• [What is needed]:
Give the material again in full, matching it exactly.

• [Data provided]:
━━━
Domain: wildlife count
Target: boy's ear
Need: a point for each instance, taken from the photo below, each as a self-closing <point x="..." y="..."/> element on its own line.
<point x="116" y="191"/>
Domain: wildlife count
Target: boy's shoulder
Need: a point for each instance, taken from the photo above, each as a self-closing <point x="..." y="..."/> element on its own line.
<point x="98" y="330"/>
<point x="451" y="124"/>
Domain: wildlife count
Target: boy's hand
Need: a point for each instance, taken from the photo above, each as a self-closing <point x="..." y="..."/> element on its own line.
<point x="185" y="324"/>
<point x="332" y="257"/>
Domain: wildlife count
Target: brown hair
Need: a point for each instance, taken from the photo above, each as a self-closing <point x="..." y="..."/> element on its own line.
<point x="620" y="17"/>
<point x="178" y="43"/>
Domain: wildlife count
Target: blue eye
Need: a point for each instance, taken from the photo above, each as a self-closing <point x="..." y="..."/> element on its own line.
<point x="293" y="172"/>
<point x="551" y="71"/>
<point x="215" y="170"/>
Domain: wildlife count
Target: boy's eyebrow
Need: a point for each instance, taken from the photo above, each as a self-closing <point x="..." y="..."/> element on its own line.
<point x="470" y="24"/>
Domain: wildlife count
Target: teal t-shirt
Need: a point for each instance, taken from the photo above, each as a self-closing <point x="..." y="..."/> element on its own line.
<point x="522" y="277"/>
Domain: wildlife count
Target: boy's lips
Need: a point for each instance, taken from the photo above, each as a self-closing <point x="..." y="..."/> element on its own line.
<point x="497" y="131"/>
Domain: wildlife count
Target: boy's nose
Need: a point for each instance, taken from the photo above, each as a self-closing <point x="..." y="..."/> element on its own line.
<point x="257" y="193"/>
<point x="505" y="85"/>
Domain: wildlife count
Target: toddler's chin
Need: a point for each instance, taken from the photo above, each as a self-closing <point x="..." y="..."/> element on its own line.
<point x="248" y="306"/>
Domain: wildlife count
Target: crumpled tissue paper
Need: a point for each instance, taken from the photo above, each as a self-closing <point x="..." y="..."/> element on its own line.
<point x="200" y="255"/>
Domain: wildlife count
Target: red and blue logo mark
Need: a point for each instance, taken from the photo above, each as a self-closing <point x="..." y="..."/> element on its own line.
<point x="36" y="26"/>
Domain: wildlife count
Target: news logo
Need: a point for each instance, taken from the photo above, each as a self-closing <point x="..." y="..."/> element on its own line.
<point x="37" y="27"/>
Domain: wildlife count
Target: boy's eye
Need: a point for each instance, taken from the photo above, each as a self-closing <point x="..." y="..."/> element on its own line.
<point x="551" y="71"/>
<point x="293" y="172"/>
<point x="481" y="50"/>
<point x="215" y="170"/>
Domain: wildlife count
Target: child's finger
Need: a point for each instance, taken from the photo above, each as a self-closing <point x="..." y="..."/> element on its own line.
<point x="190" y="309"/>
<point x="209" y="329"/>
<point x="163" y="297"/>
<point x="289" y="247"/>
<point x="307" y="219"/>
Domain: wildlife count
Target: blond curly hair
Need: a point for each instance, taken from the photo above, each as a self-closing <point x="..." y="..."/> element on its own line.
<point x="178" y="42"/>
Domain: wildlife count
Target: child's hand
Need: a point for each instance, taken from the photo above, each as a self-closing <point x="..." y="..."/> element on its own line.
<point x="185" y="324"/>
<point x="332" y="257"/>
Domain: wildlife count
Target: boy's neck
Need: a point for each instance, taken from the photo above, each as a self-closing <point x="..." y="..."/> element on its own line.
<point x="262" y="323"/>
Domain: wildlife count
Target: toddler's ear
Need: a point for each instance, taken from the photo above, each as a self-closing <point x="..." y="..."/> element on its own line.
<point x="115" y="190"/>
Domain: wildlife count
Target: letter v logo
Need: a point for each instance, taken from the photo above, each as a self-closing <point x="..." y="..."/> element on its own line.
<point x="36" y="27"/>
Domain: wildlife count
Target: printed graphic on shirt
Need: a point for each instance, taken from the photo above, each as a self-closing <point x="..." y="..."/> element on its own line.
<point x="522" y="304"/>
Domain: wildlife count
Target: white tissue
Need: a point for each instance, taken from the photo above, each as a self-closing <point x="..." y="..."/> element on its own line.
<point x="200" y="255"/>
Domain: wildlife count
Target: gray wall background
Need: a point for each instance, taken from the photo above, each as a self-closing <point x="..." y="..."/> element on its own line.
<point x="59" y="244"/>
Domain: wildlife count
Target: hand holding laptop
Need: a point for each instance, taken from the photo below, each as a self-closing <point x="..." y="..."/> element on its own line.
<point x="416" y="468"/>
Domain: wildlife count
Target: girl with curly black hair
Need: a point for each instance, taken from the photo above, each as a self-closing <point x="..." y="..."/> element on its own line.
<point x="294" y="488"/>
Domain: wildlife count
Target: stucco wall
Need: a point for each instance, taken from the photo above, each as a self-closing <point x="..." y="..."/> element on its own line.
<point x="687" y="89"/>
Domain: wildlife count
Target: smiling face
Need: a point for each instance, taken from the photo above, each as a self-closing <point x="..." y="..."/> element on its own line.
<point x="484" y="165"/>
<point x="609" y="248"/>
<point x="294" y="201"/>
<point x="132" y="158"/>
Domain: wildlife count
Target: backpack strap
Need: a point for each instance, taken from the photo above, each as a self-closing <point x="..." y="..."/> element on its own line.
━━━
• [Output of the exercise]:
Domain: wildlife count
Target: boy's ear
Need: a point for each instance, taken from the photo below, each as a self-closing <point x="..." y="..."/> element on its own line.
<point x="116" y="191"/>
Domain: wildlife count
Target: boy's shoulder
Need: a point for each instance, taken from the photo above, each as a self-closing <point x="..." y="..."/> element on its own line.
<point x="98" y="330"/>
<point x="451" y="124"/>
Domain: wildlife count
Target: boy's hand
Need: a point for each instance, taken from the photo above, each as a self-closing <point x="..." y="..."/> element on its own line.
<point x="185" y="324"/>
<point x="332" y="257"/>
Domain: wildlife count
Target: brown hair
Need: a point for each instance, taken from the photo above, each as a self-closing <point x="..." y="..."/> element on its own line.
<point x="620" y="17"/>
<point x="178" y="43"/>
Domain: wildlife count
Target: blue eye
Need: a point for each instance, taken from the photo above, each as a self-closing <point x="..." y="..."/> element on its own line.
<point x="293" y="172"/>
<point x="551" y="71"/>
<point x="215" y="170"/>
Domain: wildlife count
Target: boy's eyebrow
Need: a point for each instance, taken from the photo above, each as a self-closing <point x="..." y="..."/> element on its own line.
<point x="470" y="24"/>
Domain: wildlife count
Target: teal t-shirt
Need: a point for each instance, taken from the photo above, each as a self-closing <point x="..." y="..."/> element on its own line.
<point x="522" y="277"/>
Domain: wildlife count
Target: boy's lips
Need: a point for each instance, taken from the photo above, each as a self-closing <point x="..." y="..."/> element on its own line.
<point x="497" y="131"/>
Domain: wildlife count
Target: boy's nose
Need: a point for each instance, taken from the photo above, each as a self-closing <point x="..." y="..."/> element on its own line.
<point x="257" y="193"/>
<point x="505" y="85"/>
Domain: wildlife count
Target: toddler's chin
Need: a point for each instance, taken from the photo above, each as a self-closing <point x="..." y="..."/> element on its own line.
<point x="248" y="306"/>
Domain: wildlife count
Target: crumpled tissue paper
Need: a point for each instance, taken from the photo above, each as a self-closing <point x="..." y="..."/> element on its own line.
<point x="200" y="255"/>
Domain: wildlife count
Target: red and blue logo mark
Need: a point for each instance, taken from the photo above, each as a self-closing <point x="..." y="..."/> element on its own line.
<point x="36" y="26"/>
Domain: wildlife count
Target: news logo
Need: a point for each instance, taken from the photo above, each as a self-closing <point x="..." y="..."/> element on its own line.
<point x="37" y="27"/>
Domain: wildlife count
Target: boy's eye
Need: a point for each instance, taken from the photo above, each as a self-closing <point x="..." y="..."/> element on its own line.
<point x="551" y="71"/>
<point x="293" y="172"/>
<point x="481" y="50"/>
<point x="215" y="170"/>
Domain: wildlife count
Target: child's finger
Need: a point for each instance, taken from the photo above, each as a self-closing <point x="..." y="..."/> element on its own line.
<point x="190" y="309"/>
<point x="209" y="329"/>
<point x="163" y="297"/>
<point x="289" y="247"/>
<point x="307" y="219"/>
Domain: wildlife count
Target: blond curly hair
Need: a point for each instance, taken from the photo above, each as a self-closing <point x="..." y="..."/> element on its own line.
<point x="178" y="42"/>
Domain: wildlife count
Target: child's hand
Need: a point for each instance, taken from the photo above, each as a self-closing <point x="..." y="..."/> element on its own line.
<point x="185" y="324"/>
<point x="332" y="257"/>
Domain: wildlife count
Target: boy's neck
Need: a point for each instance, taken from the photo above, each as a self-closing <point x="..." y="..."/> element on its own line.
<point x="262" y="323"/>
Domain: wildlife count
Target: toddler's ear
Need: a point for each instance, taken from the photo above, each as a self-closing <point x="..." y="..."/> element on its own line.
<point x="115" y="190"/>
Domain: wildlife count
Target: letter v logo
Need: a point for each instance, taken from the photo above, each as a self-closing <point x="..." y="..."/> element on its own line.
<point x="36" y="27"/>
Domain: wildlife count
Target: printed graphic on shirt
Need: a point for each instance, taken from the photo above, each as a self-closing <point x="..." y="..."/> element on its own line.
<point x="522" y="304"/>
Domain: wildlife count
Target: white tissue
Need: a point for each instance, taken from the photo above, each as a self-closing <point x="..." y="..."/> element on its own line.
<point x="200" y="255"/>
Domain: wildlife count
Target: gray wall background
Need: a point for each instance, taken from the photo above, each as a self-closing <point x="..." y="..."/> element on its own line.
<point x="59" y="244"/>
Domain: wildlife count
Target: hand holding laptop
Need: a point for each instance, taken from the photo below, each as a self-closing <point x="..." y="..."/> element on its own line.
<point x="416" y="468"/>
Domain: wildlife count
Target: girl with curly black hair
Need: a point for each instance, taken from the photo above, each as a self-closing <point x="..." y="..."/> element on its own line.
<point x="294" y="488"/>
Domain: wildlife count
Target: stucco wall
Need: a point for each instance, taken from the photo above, each as a self-closing <point x="..." y="..."/> element on its own line.
<point x="687" y="89"/>
Domain: wildlife count
Target: smiling face
Need: a point for each instance, taken from the photo above, each as a self-closing <point x="..." y="..."/> element on its own line.
<point x="484" y="165"/>
<point x="609" y="248"/>
<point x="294" y="201"/>
<point x="132" y="158"/>
Domain: wildlife count
Target: backpack strap
Need: a point for each instance, taken from the photo above, each as a self-closing <point x="..." y="..."/> element on its own line.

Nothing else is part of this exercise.